[Pointing dataset excerpts]
============

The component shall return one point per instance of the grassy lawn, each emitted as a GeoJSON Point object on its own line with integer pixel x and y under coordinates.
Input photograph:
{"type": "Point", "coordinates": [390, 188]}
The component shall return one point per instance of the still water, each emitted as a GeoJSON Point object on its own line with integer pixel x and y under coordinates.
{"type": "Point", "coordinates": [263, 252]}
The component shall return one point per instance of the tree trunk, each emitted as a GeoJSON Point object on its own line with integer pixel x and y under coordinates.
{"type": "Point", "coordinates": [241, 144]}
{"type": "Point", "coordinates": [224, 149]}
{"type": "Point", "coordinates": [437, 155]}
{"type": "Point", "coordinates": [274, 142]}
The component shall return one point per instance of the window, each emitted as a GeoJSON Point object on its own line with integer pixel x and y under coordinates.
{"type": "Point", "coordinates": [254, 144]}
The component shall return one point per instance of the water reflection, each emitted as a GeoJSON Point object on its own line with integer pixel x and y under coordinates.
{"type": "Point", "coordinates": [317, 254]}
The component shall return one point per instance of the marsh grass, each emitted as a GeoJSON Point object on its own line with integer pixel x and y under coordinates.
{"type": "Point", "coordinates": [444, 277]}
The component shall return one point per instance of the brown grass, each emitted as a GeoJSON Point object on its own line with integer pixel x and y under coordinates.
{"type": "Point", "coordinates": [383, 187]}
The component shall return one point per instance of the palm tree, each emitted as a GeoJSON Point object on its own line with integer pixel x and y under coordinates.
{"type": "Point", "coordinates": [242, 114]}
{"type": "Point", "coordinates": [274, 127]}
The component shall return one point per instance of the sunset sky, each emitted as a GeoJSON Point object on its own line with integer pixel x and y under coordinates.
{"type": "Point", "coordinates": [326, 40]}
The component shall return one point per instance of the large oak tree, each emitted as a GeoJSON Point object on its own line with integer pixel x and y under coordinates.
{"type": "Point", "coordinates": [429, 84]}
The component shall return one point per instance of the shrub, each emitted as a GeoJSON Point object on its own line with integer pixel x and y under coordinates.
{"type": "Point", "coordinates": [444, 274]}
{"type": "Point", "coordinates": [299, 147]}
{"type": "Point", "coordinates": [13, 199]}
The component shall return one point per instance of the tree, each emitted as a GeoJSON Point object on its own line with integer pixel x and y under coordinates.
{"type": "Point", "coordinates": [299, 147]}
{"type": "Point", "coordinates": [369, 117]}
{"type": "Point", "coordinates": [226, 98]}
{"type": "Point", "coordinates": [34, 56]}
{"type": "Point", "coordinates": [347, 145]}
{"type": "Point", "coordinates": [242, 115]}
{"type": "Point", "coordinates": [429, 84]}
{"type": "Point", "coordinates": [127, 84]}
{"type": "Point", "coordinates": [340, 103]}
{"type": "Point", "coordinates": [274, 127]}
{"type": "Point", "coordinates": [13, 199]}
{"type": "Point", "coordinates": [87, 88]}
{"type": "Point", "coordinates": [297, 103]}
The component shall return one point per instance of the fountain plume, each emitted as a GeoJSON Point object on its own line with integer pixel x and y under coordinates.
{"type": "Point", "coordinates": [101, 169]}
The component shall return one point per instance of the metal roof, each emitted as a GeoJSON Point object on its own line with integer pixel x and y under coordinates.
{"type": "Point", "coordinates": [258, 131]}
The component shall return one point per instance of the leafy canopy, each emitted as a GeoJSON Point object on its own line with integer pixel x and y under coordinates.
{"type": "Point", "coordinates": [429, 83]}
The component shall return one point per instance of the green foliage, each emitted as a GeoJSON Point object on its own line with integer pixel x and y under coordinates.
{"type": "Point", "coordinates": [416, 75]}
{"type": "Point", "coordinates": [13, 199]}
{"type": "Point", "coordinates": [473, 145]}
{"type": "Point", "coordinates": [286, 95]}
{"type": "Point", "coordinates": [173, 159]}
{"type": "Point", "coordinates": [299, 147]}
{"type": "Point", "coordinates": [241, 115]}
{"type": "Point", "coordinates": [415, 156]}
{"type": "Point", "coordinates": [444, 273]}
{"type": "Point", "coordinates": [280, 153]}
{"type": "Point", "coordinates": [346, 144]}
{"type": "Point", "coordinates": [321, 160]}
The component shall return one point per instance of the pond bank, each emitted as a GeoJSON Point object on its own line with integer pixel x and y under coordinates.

============

> _Task prompt_: Set down the material above again, word for word.

> _Solution to this task_:
The component shall return one point per instance of the grassy lawn, each emitted as a GeoJSON Point object on its own line with integer pixel x and y under coordinates.
Input photograph:
{"type": "Point", "coordinates": [390, 188]}
The component shall return one point per instance of the still water, each emitted as a GeoJSON Point object on its own line with integer pixel x and y under coordinates.
{"type": "Point", "coordinates": [263, 252]}
The component shall return one point per instance of the tree trunk, each emitted as a GeoJSON Point object on its own line with integer pixel x and y under coordinates.
{"type": "Point", "coordinates": [241, 144]}
{"type": "Point", "coordinates": [224, 149]}
{"type": "Point", "coordinates": [437, 155]}
{"type": "Point", "coordinates": [274, 142]}
The component shall return one point per instance of the window, each emitted as a GeoJSON Point object on its own line with integer pixel x and y under coordinates.
{"type": "Point", "coordinates": [254, 144]}
The component shall return one point per instance of the water reflection, each emitted as a GeoJSON Point object on its own line with integer pixel x and y under coordinates.
{"type": "Point", "coordinates": [317, 254]}
The component shall return one point per instance of the marsh grass, each emitted as a GeoJSON Point object on its own line with integer pixel x and y under coordinates.
{"type": "Point", "coordinates": [444, 277]}
The component shall return one point per instance of the brown grass, each emitted as a GeoJSON Point object on its own line with integer pixel x and y under coordinates.
{"type": "Point", "coordinates": [383, 187]}
The component shall return one point per instance of the palm tree, each emitted as a GeoJSON Point object on its own line with integer pixel x and y under coordinates.
{"type": "Point", "coordinates": [242, 114]}
{"type": "Point", "coordinates": [274, 127]}
The component shall return one point per instance of the sunset sky, each emitted as a GeoJSON Point object on its own line with integer pixel x and y under coordinates.
{"type": "Point", "coordinates": [326, 40]}
The component shall return one point per instance of the large oak tree, each emitted as a GeoJSON Point object on its own line with integer pixel x and y under coordinates.
{"type": "Point", "coordinates": [429, 84]}
The component shall return one point per instance of the shrub, each emitted as a GeoJSON Point object on its own line with integer pixel x and y under coordinates.
{"type": "Point", "coordinates": [444, 274]}
{"type": "Point", "coordinates": [299, 147]}
{"type": "Point", "coordinates": [13, 199]}
The component shall return one point per instance of the tree, each emitted as a GeoJSON Point object on its own line with integer pixel x and y under coordinates.
{"type": "Point", "coordinates": [299, 147]}
{"type": "Point", "coordinates": [369, 117]}
{"type": "Point", "coordinates": [226, 98]}
{"type": "Point", "coordinates": [34, 56]}
{"type": "Point", "coordinates": [347, 145]}
{"type": "Point", "coordinates": [242, 115]}
{"type": "Point", "coordinates": [429, 84]}
{"type": "Point", "coordinates": [127, 84]}
{"type": "Point", "coordinates": [340, 103]}
{"type": "Point", "coordinates": [274, 127]}
{"type": "Point", "coordinates": [13, 199]}
{"type": "Point", "coordinates": [87, 88]}
{"type": "Point", "coordinates": [297, 103]}
The component shall return one point per instance of the fountain plume, each emitted as a GeoJSON Point object on its own line with integer pixel x and y under coordinates.
{"type": "Point", "coordinates": [101, 169]}
The component shall return one point per instance of the metal roof, each emitted as a GeoJSON Point object on its own line with integer pixel x and y under coordinates.
{"type": "Point", "coordinates": [258, 131]}
The component shall return one point per instance of the leafy canopy, each emitted as a GeoJSON Point object on its own line with integer pixel x and y under coordinates.
{"type": "Point", "coordinates": [429, 83]}
The component shall return one point per instance of the green foliage, each emitted as a GeoJSON Point object on its own line with integer pixel x and y under coordinates.
{"type": "Point", "coordinates": [416, 75]}
{"type": "Point", "coordinates": [13, 199]}
{"type": "Point", "coordinates": [473, 145]}
{"type": "Point", "coordinates": [286, 95]}
{"type": "Point", "coordinates": [173, 159]}
{"type": "Point", "coordinates": [299, 147]}
{"type": "Point", "coordinates": [241, 115]}
{"type": "Point", "coordinates": [415, 156]}
{"type": "Point", "coordinates": [444, 273]}
{"type": "Point", "coordinates": [280, 153]}
{"type": "Point", "coordinates": [346, 144]}
{"type": "Point", "coordinates": [321, 160]}
The component shall return one point per instance of the pond bank, each emitted as a GeoJSON Point object on its own line with integer pixel x and y under coordinates.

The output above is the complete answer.